ROGERS CITY - The third annual Autism Speaks 5K race and walk in Rogers City is Saturday.
The race will begin at 10 a.m. at the Lakeside Park Pavilion, organizer Hilary Viegelahn said, and walkers will start 15 minutes later. Participants will follow a bike trail in the city, with most of the course following Lake Huron's shore.
All proceeds from the event will go to the Michigan chapter of Autism Speaks, Viegelahn said. It's an organization that funds research on autism spectrum disorder, as well as advocating for those diagnosed with the disorder.
Viegelahn founded the race three years ago because of how the disorder has affected her family, as well as her volunteer work with children with special needs, she said. Her nephew, Jay, was diagnosed with autism when he was 3. When she was in high school, she worked with special-needs children through a program called LINKS.
"I wanted to raise awareness in our community, because a lot of people don't know about (autism), or don't have a lot of information about it," she said.
Viegelahn took another high school experience - her time on the cross country team - and started the Autism Walks 5K race and walk, she said. So far, she's received more support than she could've imagined, raising more than $14,000 over the last two years.
What: Autism Speaks 5K race and walk
Where: Lakeside Park pavilion, Rogers City
When: Saturday, registration starts at 8 a.m., race begins at 10 a.m., walk begins at 10:15 a.m.
Cost is $20 to participate
"The main support behind this is my autistic nephew," she said. "If it wasn't for him, I wouldn't be here doing all of this, so really the credit goes to him."
Around 300 racers typically sign up, Viegelahn said, adding she expects about the same participation level this year. While it's too late to pre-register, participants can register on the day of the race, starting at 8 a.m. The cost is $20 to participate, which includes an event T-shirt.

■ ■ ■ ■

SET OF TASKS
a - According to the Autism Speaks 5K article, how much money has the event raised over the last two years?
b - Repeat the Autism Speaks 5K article between "ROGERS CITY - The" and "Lake Huron's shore.", inclusive.

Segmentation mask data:
■ ■ ■ ■

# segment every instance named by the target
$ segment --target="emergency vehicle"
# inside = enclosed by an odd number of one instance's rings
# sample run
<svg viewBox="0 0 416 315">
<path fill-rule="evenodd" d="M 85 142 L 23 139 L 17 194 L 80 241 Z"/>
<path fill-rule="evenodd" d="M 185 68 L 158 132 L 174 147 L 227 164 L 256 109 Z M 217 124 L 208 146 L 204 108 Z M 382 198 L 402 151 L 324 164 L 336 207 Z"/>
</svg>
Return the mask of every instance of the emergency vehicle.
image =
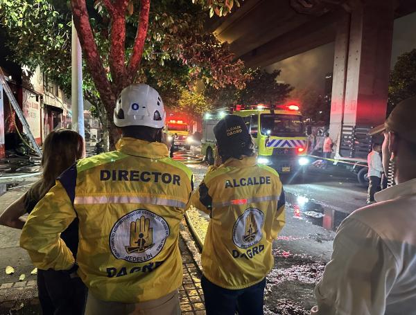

■ ■ ■ ■

EXERCISE RESPONSES
a - More than $14,000.

b -
ROGERS CITY - The third annual Autism Speaks 5K race and walk in Rogers City is Saturday.
The race will begin at 10 a.m. at the Lakeside Park Pavilion, organizer Hilary Viegelahn said, and walkers will start 15 minutes later. Participants will follow a bike trail in the city, with most of the course following Lake Huron's shore.